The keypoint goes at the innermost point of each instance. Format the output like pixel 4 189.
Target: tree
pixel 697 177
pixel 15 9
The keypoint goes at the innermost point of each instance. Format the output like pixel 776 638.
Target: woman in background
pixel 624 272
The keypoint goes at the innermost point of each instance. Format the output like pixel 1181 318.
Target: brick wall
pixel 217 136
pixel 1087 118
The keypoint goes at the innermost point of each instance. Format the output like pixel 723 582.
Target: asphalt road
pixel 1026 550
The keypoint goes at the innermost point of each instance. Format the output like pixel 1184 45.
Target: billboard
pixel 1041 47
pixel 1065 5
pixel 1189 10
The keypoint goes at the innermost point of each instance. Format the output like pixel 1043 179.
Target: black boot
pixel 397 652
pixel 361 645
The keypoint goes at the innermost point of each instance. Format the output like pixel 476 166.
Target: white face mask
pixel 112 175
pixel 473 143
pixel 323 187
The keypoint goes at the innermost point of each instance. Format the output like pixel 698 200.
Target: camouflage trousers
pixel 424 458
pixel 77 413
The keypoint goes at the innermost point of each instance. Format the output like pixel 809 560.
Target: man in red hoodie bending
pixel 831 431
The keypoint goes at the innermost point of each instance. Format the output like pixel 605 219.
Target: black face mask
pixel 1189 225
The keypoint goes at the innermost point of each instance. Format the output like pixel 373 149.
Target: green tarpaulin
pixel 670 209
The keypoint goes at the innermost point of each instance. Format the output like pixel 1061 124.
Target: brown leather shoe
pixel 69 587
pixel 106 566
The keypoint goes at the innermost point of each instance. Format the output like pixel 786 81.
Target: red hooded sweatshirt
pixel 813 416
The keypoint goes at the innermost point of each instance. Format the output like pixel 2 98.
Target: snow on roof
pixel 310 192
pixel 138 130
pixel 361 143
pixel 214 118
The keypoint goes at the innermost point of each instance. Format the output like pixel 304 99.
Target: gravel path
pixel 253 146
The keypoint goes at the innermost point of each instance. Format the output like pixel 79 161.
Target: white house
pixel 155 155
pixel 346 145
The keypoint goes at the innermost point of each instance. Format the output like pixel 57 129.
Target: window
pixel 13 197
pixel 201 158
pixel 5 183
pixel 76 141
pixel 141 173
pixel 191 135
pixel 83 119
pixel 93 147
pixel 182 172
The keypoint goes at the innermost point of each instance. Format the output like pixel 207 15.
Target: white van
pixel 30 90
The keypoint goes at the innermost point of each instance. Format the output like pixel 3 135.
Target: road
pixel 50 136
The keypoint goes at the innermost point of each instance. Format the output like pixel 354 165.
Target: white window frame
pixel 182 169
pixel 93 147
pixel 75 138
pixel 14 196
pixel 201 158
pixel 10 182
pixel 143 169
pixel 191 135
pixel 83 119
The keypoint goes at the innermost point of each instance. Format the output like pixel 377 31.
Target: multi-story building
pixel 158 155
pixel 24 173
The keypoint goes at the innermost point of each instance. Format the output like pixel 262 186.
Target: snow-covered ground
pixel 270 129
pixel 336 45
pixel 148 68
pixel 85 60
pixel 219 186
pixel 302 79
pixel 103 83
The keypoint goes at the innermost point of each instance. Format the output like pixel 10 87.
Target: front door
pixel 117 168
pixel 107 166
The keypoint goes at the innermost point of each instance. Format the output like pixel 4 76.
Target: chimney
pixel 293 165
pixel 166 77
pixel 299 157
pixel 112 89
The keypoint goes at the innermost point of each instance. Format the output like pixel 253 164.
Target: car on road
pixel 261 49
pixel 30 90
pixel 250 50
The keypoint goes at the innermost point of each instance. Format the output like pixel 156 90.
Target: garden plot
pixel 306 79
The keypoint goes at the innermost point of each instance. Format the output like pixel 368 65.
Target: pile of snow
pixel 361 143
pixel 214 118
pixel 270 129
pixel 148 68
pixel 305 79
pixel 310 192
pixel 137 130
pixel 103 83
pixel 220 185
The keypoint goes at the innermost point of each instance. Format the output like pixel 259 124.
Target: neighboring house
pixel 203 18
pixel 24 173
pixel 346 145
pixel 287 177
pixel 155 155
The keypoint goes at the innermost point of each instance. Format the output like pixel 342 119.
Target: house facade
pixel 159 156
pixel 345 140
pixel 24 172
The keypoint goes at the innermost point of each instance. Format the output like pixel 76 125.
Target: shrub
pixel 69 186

○ ○ ○ ○ ○ ○ ○

Exercise: Word for word, restate the lines of the data above that fall between the line holding "pixel 57 129." and the line holding "pixel 207 15.", inclusive, and no other lines.

Response:
The keypoint goes at the innermost point of each instance. Format the output like pixel 57 129.
Target: window
pixel 13 197
pixel 201 158
pixel 5 183
pixel 76 141
pixel 141 173
pixel 191 135
pixel 83 119
pixel 93 147
pixel 182 172
The keypoint goes at the innermost point of each instance. Format the output like pixel 207 15.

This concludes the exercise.